Tâche écrite - Extrayez de l'arrêt ci-dessous, sans rien y changer, le passage qui commence aux mots « COMPOSITION DE LA » et se termine après les mots « le magistrat signataire. ».

Texte fourni -
----

COMPOSITION DE LA COUR LORS DU DÉLIBÉRÉ
Soleine HUNTER-FALCK
: PRÉSIDENT DE CHAMBRE
Muriel LE BELLEC
: CONSEILLER
Gilles GUTIERREZ
: CONSEILLER
Le prononcé de l'arrêt a été prorogé du 27 janvier 2023 au 17 février 2023 pour plus ample délibéré
ARRÊT : Contradictoire
prononcé par sa mise à disposition au greffe le 17 Février 2023,
les parties présentes en ayant été préalablement avisées dans les conditions prévues à l'article 450 du code de procédure civile, signé par Soleine HUNTER-FALCK, Président et par Nadine BERLY, greffier auquel la minute de la décision a été remise par le magistrat signataire.
ORDONNANCE DE CLÔTURE : rendue le 26 octobre 2022
EXPOSE DU LITIGE
La SARL SERVICE ASSISTANCE SECURITE, qui avait pour activité la sécurité privée, a engagé M. [H] [Y], né en 1957, suivant contrat à durée indéterminée du 25/11/2013 à temps complet, en qualité d'agent privé de sécurité SSIAP1 (agent de service de sécurité incendie) niveau 3, échelon 2, coefficient 140.
Le tribunal de commerce de Valenciennes par jugement du 15/06/2015 a ouvert une procédure de redressement judiciaire et désigné Me [S] [K] en qualité d'administrateur judiciaire et Me [R] [N] en qualité de mandataire judiciaire.
Après convocation à un entretien préalable par lettre du 25/04/2017, M. [Y] a été licencié pour faute grave par lettre du 18/05/2017, aux motifs suivants :
« [...]Notre client nous a informé par mail du 12 décembre 2016, que vous rencontriez des problèmes relationnels avec les étudiants du site La Serre Numérique.
De ce fait, une réunion de rappel de consignes, avait eu lieu avec l'ensemble des salariés du site. Lors de cette réunion, Mr [U] vous a demandé tout particulièrement d'adopter un comportement plutôt bienveillant et non pas autoritaire envers les étudiants.
En effet, vous avez refusé l'accès à plusieurs étudiants, vous vous êtes permis de découper les cartes des étudiants, et même mis dehors des étudiants qui étaient en train de réviser dans l'enceinte du bâtiment.

----

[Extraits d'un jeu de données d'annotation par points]
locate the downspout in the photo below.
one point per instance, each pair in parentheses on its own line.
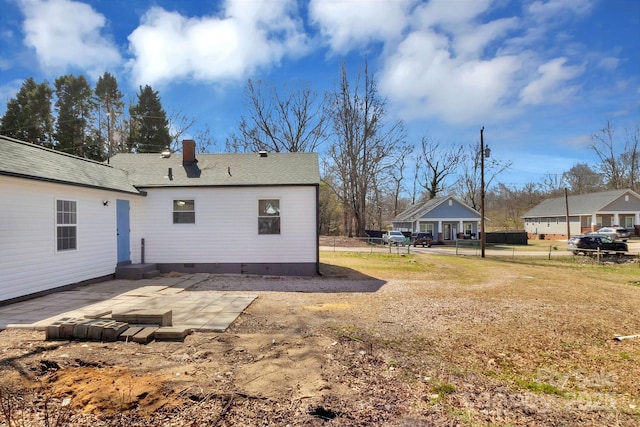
(318,230)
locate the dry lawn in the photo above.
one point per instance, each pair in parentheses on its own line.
(379,339)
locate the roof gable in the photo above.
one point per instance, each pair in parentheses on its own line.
(234,169)
(579,204)
(435,208)
(25,160)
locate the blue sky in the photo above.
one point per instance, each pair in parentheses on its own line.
(541,76)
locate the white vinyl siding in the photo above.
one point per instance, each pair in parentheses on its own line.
(226,230)
(29,260)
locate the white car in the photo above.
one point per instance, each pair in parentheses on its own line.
(393,237)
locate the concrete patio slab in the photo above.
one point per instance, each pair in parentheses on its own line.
(203,311)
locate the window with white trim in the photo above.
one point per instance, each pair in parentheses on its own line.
(468,228)
(66,225)
(184,211)
(268,216)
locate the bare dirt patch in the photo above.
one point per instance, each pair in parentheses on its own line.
(379,339)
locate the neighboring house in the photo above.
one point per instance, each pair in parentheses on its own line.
(446,218)
(67,220)
(587,212)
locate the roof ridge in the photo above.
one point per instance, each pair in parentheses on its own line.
(51,150)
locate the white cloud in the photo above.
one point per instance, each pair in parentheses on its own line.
(558,9)
(551,84)
(170,46)
(66,34)
(349,24)
(425,78)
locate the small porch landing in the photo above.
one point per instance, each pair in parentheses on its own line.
(137,271)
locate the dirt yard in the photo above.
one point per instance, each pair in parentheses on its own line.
(380,339)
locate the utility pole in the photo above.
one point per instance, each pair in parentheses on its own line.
(483,240)
(484,153)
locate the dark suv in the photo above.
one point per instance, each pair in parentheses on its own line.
(424,239)
(591,243)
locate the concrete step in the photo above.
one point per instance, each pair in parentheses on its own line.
(150,274)
(137,271)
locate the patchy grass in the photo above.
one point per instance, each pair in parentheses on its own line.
(526,324)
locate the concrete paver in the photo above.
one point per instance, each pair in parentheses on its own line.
(197,310)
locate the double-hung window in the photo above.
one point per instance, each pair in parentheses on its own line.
(268,216)
(66,225)
(184,211)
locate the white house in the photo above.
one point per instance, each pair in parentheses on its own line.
(446,218)
(67,220)
(586,212)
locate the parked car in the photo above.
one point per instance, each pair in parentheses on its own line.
(590,243)
(424,239)
(393,237)
(614,233)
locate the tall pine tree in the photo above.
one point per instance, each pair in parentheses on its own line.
(28,115)
(149,127)
(110,112)
(75,110)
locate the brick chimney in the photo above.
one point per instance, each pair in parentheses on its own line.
(188,152)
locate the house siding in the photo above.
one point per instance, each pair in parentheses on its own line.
(29,261)
(226,226)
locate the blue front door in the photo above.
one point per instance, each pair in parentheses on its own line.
(122,222)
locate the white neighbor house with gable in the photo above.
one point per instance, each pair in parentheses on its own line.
(587,212)
(67,220)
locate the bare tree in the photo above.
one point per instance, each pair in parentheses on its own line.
(364,143)
(581,179)
(179,126)
(290,121)
(396,173)
(439,163)
(621,169)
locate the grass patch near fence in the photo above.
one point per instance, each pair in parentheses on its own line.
(527,324)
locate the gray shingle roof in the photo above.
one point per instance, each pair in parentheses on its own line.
(580,204)
(25,160)
(152,170)
(416,210)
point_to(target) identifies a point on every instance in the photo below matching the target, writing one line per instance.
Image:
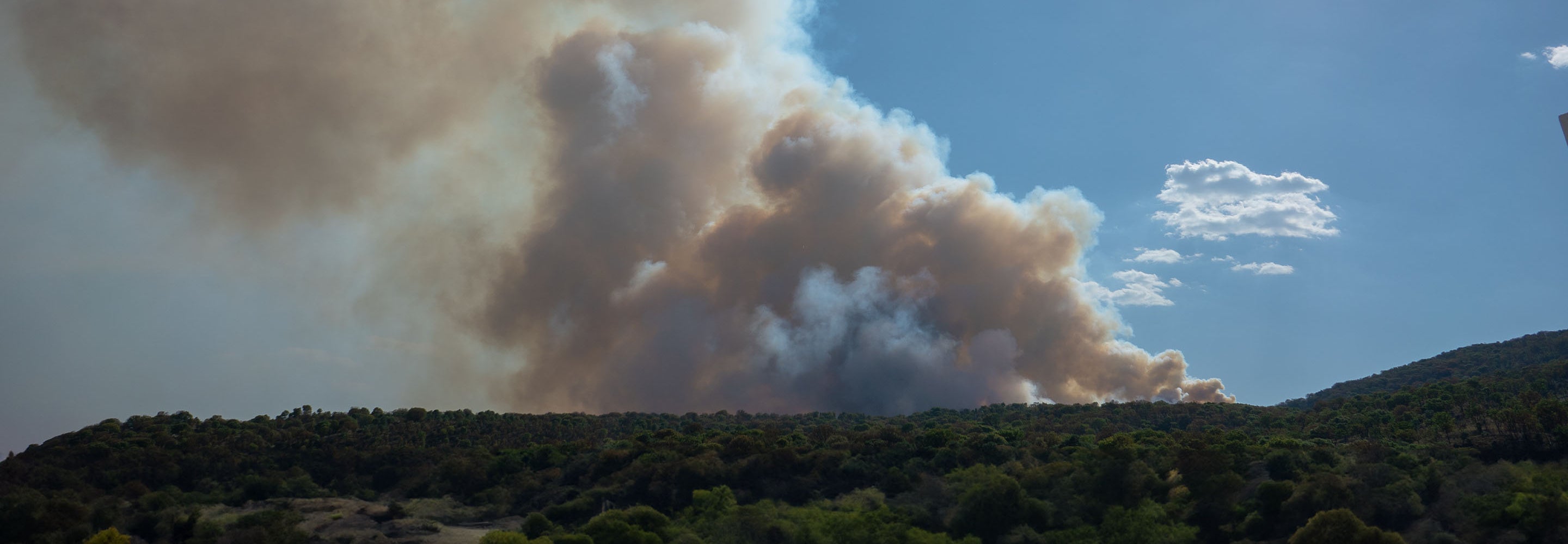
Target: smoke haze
(624, 206)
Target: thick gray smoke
(654, 207)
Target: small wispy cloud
(1558, 55)
(1266, 269)
(1162, 256)
(1139, 289)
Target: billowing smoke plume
(656, 207)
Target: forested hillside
(1465, 363)
(1478, 460)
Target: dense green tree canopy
(1471, 460)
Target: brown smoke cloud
(711, 221)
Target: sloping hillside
(1457, 364)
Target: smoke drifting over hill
(642, 206)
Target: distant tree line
(1456, 460)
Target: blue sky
(1438, 143)
(1437, 140)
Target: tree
(1341, 527)
(109, 537)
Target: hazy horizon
(767, 207)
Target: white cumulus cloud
(1217, 200)
(1266, 269)
(1558, 55)
(1167, 256)
(1139, 289)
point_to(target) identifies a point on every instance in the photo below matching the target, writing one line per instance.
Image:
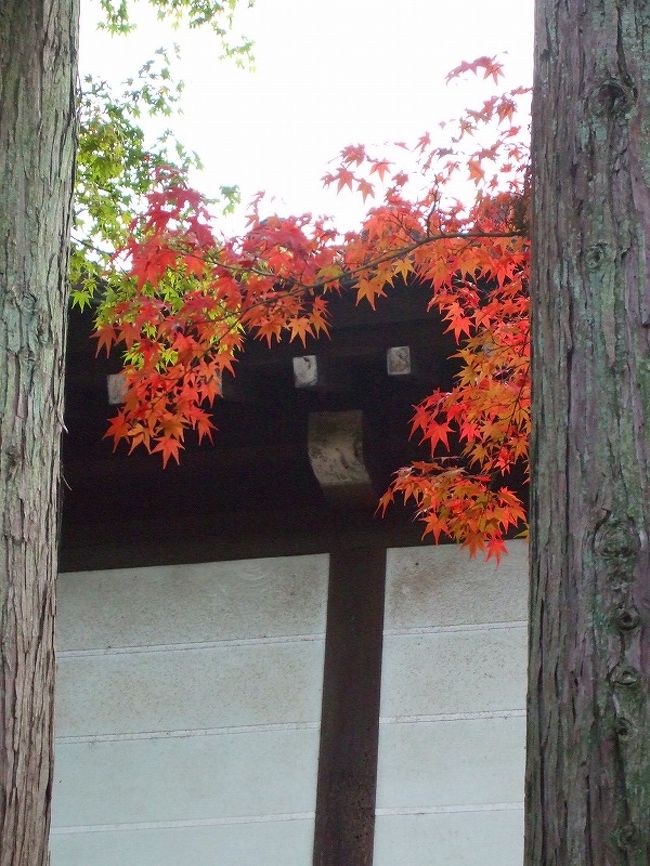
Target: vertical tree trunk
(588, 773)
(38, 55)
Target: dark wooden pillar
(347, 774)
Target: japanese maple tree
(181, 301)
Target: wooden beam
(347, 770)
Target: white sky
(328, 73)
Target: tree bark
(588, 765)
(38, 56)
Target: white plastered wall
(452, 738)
(188, 714)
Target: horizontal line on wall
(452, 717)
(171, 825)
(449, 809)
(441, 629)
(184, 647)
(189, 732)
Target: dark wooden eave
(253, 492)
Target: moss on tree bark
(38, 55)
(588, 765)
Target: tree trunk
(588, 770)
(38, 55)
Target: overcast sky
(328, 73)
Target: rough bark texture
(38, 50)
(588, 773)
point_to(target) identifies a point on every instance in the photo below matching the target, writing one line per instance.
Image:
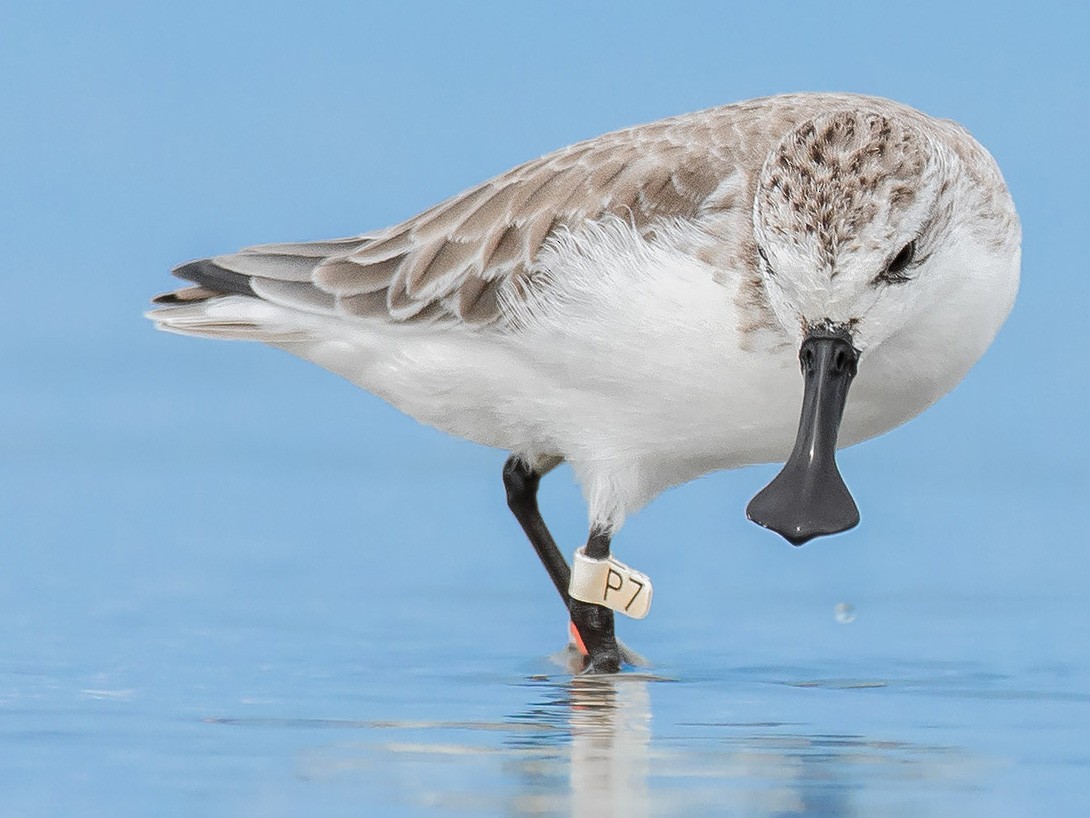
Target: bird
(761, 281)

----

En réponse -
COMPOSITION DE LA COUR LORS DU DÉLIBÉRÉ
Soleine HUNTER-FALCK
: PRÉSIDENT DE CHAMBRE
Muriel LE BELLEC
: CONSEILLER
Gilles GUTIERREZ
: CONSEILLER
Le prononcé de l'arrêt a été prorogé du 27 janvier 2023 au 17 février 2023 pour plus ample délibéré
ARRÊT : Contradictoire
prononcé par sa mise à disposition au greffe le 17 Février 2023,
les parties présentes en ayant été préalablement avisées dans les conditions prévues à l'article 450 du code de procédure civile, signé par Soleine HUNTER-FALCK, Président et par Nadine BERLY, greffier auquel la minute de la décision a été remise par le magistrat signataire.